* Texto fornecido
.....
Professor do Programa de Pós-Graduação em Serviço Social da UFJF, Marco Duarte também acredita que a Universidade pode contribuir para a luta antirracista com a produção de conhecimento, tida em sua opinião como outra trincheira de combate contra o racismo. 

“O conhecimento científico no âmbito acadêmico pode ajudar e muito na luta antirracista, não desprivilegiando as outras formas de saberes, nos espaços dos terreiros, por exemplo, e inclusive os ancestrais. Mas não esqueçamos que a mesma ciência moderna também contribuiu com o racismo, o assim chamado racismo científico; bem como na transmissão do mito da democracia racial, na lógica do embranquecimento”, informa o pesquisador que também destaca produções de conhecimento com perspectiva antirracista de pensadores negros(as), como Clóvis Moura, Abdias do Nascimento, Virgínia Bicudo e Lélia Gonzalez.
.....
* Dados brutos
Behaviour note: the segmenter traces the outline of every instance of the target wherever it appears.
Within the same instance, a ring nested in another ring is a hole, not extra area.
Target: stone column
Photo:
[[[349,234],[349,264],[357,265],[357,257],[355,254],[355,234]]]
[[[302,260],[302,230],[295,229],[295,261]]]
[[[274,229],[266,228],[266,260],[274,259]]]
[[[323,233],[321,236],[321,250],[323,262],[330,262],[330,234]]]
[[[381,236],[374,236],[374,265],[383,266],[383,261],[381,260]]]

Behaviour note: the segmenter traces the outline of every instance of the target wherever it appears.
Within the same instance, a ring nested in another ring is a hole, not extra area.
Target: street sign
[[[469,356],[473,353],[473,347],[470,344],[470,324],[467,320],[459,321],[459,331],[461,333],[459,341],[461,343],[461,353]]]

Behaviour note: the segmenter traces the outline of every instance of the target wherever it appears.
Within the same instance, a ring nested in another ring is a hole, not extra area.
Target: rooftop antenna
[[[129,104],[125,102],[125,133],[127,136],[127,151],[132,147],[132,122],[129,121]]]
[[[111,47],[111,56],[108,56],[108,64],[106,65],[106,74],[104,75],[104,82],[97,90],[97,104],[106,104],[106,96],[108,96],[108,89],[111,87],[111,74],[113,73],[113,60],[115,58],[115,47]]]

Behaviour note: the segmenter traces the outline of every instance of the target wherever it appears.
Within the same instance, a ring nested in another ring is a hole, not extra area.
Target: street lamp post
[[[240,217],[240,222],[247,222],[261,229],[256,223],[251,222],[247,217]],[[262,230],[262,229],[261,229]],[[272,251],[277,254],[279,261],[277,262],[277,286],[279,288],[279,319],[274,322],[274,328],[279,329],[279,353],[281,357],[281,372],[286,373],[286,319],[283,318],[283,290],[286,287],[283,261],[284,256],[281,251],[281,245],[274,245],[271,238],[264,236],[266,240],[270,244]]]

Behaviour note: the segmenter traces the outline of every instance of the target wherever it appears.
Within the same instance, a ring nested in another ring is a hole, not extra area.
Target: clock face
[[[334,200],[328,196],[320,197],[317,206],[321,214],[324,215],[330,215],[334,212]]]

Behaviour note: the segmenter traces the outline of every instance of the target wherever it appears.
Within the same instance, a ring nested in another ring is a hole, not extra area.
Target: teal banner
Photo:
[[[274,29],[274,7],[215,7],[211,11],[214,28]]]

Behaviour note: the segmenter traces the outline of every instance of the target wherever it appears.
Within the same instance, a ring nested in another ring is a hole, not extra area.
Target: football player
.....
* O que se pede
Retome o texto sobre a contribuição da universidade para a luta antirracista, continuando-o logo após a última frase.

* Resultado da tarefa
Reunir e refletir sobre a população negra

Para Julvan Moreira, a educação é uma área fundamental para superação da desigualdade entre negros e brancos (Foto: Carolina de Paula)

Iniciativas voltadas a promover a redução da desigualdade e a reparação de injustiças históricas existem também em outras frentes e com a participação de entes públicos. Outra ideia é refletir sobre a existência da população negra e divulgar suas realizações. Julvan Moreira destaca a participação de representantes da Universidade no Conselho Municipal para a Promoção da Igualdade Racial (Compir), mencionando que propostas da população negra da cidade são encaminhadas ao Poder Executivo para a elaboração de medidas para solucionar problemas que essas pessoas enfrentam.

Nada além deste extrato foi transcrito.